● **What is expected**
Each line of the data below goes into the copy exactly; pictures do not.

● **Source information**
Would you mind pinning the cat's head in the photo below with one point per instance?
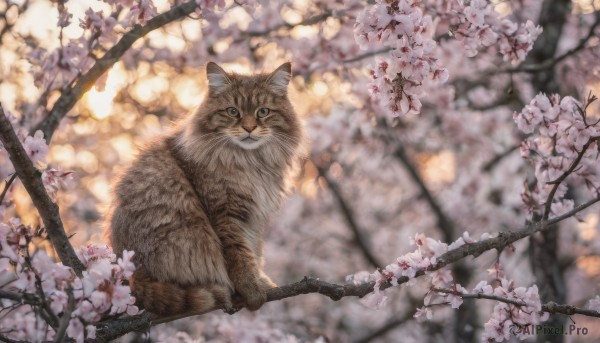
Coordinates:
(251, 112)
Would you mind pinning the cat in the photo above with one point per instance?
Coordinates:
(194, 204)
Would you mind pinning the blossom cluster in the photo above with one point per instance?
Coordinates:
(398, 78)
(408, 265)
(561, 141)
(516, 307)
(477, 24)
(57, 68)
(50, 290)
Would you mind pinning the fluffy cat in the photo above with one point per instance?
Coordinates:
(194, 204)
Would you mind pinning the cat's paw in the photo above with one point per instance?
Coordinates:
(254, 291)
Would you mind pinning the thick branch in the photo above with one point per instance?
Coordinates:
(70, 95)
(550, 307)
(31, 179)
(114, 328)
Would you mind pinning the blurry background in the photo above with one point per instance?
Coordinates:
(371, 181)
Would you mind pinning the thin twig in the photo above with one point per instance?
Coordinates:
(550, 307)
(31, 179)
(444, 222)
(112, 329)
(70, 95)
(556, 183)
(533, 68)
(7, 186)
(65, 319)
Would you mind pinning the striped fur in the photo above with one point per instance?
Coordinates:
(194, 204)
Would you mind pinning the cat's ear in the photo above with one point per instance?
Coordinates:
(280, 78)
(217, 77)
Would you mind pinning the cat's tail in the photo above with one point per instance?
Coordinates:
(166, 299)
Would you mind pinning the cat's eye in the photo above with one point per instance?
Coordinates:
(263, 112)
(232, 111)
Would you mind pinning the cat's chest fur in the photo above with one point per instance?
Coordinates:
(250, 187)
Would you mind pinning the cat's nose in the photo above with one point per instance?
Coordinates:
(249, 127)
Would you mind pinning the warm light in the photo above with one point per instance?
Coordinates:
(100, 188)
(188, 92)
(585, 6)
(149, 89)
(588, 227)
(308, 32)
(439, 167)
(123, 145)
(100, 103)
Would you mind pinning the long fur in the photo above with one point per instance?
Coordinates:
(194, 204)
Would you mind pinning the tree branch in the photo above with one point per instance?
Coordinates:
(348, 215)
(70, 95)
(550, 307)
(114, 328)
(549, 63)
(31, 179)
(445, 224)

● **Response box**
Would you mind pinning the cat's head in the photo below with one point per instance?
Coordinates:
(251, 112)
Would you mind pinning the cat in the photo above with one point per instance?
Coordinates:
(194, 204)
Would you mind pinning the blossom cluster in the photo above with one point per instance?
Coordinates:
(398, 78)
(408, 265)
(561, 141)
(516, 307)
(477, 24)
(57, 68)
(50, 290)
Would you mind pinning the fluffy cat in the photo above with one point per instance?
Coordinates:
(194, 204)
Would you mind pinning the cat's paw in the photo above with one point per instance?
Coordinates:
(254, 291)
Would you mind pinning the thick branch in the photo above with one point per instance?
Coordinates:
(70, 95)
(550, 307)
(31, 179)
(114, 328)
Would you mind pinning the blurry background in the photo above with one point per instance?
Coordinates:
(371, 181)
Would you mind pinning the thin twig in the photo above with one point per instance?
Coordinates:
(550, 307)
(31, 179)
(444, 222)
(112, 329)
(70, 95)
(556, 183)
(533, 68)
(7, 186)
(65, 319)
Would you mind pinning the striped fur in the photo above with one point per instance?
Coordinates:
(194, 204)
Would you mind pinning the cat's ear in the photo above with one point per instance?
Coordinates:
(280, 78)
(217, 77)
Would you mind pinning the cat's tail in the photo above with one point per instance?
Coordinates:
(166, 299)
Would you mind pinning the cat's eye in the photo above with one point per instance?
Coordinates:
(263, 112)
(232, 111)
Would you mind pinning the cat's chest fur in the photo above with one point per instance?
Coordinates:
(250, 187)
Would you mind pinning the cat's nose in the photo above with one point per instance?
Coordinates:
(249, 127)
Would you mind pinning the warm light in the photo above with one point per instance?
Coordinates:
(100, 188)
(188, 92)
(585, 6)
(149, 89)
(588, 227)
(308, 32)
(439, 167)
(123, 145)
(100, 103)
Would you mind pinning the long fur in the photo above with one point per instance?
Coordinates:
(194, 204)
Would you mind pinning the tree branch in the photo above with one point per instance?
Coordinates:
(348, 215)
(70, 95)
(550, 307)
(114, 328)
(549, 63)
(31, 179)
(445, 224)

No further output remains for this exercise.